→ **EXERCISE AIM**
Rewrite the rows from the line containing "Locate the gold tinsel" through the end of the rows, inclusive, replacing "instance" with "occurrence" and leaving everything else unchanged.

..............................

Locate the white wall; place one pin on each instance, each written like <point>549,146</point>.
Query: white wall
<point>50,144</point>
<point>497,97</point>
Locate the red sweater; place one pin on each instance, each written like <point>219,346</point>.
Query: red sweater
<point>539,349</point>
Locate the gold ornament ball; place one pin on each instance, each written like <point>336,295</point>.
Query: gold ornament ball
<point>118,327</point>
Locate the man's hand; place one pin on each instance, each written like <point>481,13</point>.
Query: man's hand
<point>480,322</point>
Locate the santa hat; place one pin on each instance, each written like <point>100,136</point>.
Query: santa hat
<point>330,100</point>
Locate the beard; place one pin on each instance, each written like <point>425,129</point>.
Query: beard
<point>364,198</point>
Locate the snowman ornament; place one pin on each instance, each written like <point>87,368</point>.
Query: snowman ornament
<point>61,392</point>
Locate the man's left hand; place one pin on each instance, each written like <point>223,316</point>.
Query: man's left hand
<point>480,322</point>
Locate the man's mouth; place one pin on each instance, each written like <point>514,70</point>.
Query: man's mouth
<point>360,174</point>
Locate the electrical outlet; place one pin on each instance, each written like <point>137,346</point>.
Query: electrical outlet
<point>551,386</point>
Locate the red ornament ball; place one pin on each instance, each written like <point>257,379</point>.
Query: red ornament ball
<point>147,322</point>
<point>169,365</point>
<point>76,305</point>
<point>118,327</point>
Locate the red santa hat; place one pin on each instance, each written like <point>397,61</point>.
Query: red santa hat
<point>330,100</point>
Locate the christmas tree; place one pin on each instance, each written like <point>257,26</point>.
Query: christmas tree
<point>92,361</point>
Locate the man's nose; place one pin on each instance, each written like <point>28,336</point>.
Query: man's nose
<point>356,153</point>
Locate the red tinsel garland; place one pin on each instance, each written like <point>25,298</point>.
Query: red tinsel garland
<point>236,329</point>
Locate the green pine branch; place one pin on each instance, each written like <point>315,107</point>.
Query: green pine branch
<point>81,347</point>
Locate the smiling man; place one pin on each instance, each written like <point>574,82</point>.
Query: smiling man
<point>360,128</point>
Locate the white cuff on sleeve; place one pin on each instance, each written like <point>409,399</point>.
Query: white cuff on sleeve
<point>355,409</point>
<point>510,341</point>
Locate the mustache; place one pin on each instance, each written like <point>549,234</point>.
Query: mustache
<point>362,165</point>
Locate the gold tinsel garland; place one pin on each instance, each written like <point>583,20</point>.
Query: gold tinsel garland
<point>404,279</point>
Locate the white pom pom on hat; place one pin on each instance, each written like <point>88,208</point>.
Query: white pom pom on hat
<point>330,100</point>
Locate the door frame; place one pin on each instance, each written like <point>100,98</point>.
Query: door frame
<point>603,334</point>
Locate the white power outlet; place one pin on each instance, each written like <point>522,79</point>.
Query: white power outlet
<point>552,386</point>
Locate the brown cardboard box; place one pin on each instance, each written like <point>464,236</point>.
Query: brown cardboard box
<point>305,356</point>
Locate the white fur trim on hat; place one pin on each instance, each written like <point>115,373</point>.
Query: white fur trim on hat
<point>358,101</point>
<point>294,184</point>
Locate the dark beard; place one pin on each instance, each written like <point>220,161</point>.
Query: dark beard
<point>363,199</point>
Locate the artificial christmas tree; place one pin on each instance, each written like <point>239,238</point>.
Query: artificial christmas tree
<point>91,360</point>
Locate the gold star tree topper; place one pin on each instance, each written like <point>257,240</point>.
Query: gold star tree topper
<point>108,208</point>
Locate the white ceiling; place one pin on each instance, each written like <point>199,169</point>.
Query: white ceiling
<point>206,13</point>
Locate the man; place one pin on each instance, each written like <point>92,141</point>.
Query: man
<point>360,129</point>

..............................

→ **FULL RESPONSE**
Locate the gold tinsel garland; place one pin on each occurrence, each written like <point>583,20</point>.
Query: gold tinsel garland
<point>404,279</point>
Locate the white pom pom on hat; place one pin on each occurrence, each written like <point>88,208</point>.
Query: white pom pom on hat
<point>330,100</point>
Locate the door frame; place one pin on each occurrence, each written like <point>100,98</point>.
Query: door frame
<point>603,334</point>
Locate the white power outlet; place one pin on each occurrence, each written like <point>522,79</point>.
Query: white power outlet
<point>552,386</point>
Locate the brown cardboard box; place one pin on each occurrence, each written like <point>464,236</point>.
Query: brown cardboard box
<point>305,356</point>
Locate the white fur trim on hat; place one pin on each occurrence, each written like <point>115,373</point>.
Query: white fur trim on hat
<point>358,101</point>
<point>294,184</point>
Locate the dark beard; place one pin on each occurrence, each written like <point>220,161</point>.
Query: dark beard
<point>363,199</point>
Locate the artificial christmas tree; place one pin on each occurrence, each written like <point>239,238</point>.
Query: artificial christmas tree
<point>91,360</point>
Locate the gold star tree topper; place one pin on each occurrence, each written like <point>257,240</point>.
Query: gold star tree topper
<point>108,208</point>
Locate the white ceiling; place one pin on each occurrence, each written like <point>199,169</point>.
Query: white ceiling
<point>206,13</point>
Locate the man; place one pin on each occurrence, each written like <point>92,141</point>.
Query: man
<point>360,129</point>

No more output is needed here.